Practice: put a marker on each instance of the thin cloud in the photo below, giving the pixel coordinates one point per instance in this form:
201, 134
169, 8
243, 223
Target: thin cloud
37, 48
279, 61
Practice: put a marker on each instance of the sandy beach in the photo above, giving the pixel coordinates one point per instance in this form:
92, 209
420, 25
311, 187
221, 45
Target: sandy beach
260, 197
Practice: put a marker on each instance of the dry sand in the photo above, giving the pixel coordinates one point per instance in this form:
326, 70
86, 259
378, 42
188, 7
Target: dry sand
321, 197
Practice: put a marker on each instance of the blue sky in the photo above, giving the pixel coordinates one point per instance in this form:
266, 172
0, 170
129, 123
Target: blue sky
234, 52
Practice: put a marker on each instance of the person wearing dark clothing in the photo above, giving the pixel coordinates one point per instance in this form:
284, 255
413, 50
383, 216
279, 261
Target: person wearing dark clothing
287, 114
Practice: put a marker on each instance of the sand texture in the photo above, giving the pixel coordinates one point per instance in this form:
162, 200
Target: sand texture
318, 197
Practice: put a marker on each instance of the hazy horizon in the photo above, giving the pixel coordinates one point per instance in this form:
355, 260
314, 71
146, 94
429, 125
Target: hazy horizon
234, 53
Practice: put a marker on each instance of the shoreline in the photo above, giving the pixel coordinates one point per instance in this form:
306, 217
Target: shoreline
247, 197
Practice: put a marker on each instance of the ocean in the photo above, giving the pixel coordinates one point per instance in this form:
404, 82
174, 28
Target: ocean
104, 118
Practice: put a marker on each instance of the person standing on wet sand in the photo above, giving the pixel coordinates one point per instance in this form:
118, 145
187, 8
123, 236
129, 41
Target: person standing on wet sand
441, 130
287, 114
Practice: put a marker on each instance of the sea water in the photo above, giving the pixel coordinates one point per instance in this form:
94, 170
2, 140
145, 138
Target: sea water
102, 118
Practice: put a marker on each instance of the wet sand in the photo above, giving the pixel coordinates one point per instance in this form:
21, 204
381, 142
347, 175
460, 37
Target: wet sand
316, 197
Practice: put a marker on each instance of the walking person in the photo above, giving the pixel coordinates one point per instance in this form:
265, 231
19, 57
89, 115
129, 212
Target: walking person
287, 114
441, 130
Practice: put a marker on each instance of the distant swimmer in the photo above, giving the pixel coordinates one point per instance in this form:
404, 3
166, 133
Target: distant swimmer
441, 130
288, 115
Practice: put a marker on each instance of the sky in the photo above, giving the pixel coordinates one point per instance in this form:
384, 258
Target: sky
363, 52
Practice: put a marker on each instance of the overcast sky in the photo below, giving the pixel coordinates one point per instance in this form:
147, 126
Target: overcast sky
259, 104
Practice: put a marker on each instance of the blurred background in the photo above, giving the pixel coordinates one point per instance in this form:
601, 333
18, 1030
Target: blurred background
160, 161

▸ Task statement: Take the lines above from the one holding "Practice: put a marker on each instance of the hazy" to the last and output them exactly.

▸ Task answer:
Practice: put a marker on each instance of the hazy horizon in the photo above, giving the pixel coordinates one point per instance in this form:
355, 260
314, 71
146, 94
429, 125
Target: hazy horizon
234, 53
Practice: put a marker on each instance of the shoreline in the photo above, giving the pixel coordinates one point per instance in this form:
306, 217
Target: shoreline
247, 197
Practice: put a marker on each instance of the ocean in the photo above, giving the pixel coordinates one point per instance in this form:
404, 82
174, 28
Target: ocean
104, 118
Practice: put a marker on each instance of the person standing on wet sand in the photo above, giving the pixel coordinates one point per instance in this form:
118, 145
187, 8
123, 236
129, 41
Target: person standing on wet sand
441, 130
287, 114
Practice: put a marker on each instance of the sea water in the photo above, giving the pixel coordinates one point per instance in this form:
94, 170
2, 140
145, 138
Target: sea water
102, 118
Practice: put a marker on each instance of the wet sand in the photo above, giving the pixel coordinates one point per instance in this form:
21, 204
381, 142
347, 175
460, 37
Target: wet sand
316, 197
Practice: put a marker on each instance of the walking person in the photo above, giving the pixel coordinates one point per instance in this form:
265, 231
19, 57
89, 115
129, 212
Target: walking person
287, 114
441, 130
Practice: put a marker on each instance of the distant swimmer in the photo above, giving the pixel coordinates one point per instance in this form:
404, 3
166, 133
Target: distant swimmer
441, 130
288, 115
Practice: put a marker on each instance of the sky in the photo above, giving the pixel coordinates one point per instance in this form:
384, 258
Target: sky
363, 52
Practice: put a marker on each instance of the overcast sky in the photo below, giving the pixel coordinates one point per instance in this form:
147, 126
Target: overcast sky
259, 104
Practice: put a marker on each instance of the blurred background in the photo above, giving the pixel coordinates one point per instance in this form:
601, 333
18, 1030
Target: blurred background
160, 161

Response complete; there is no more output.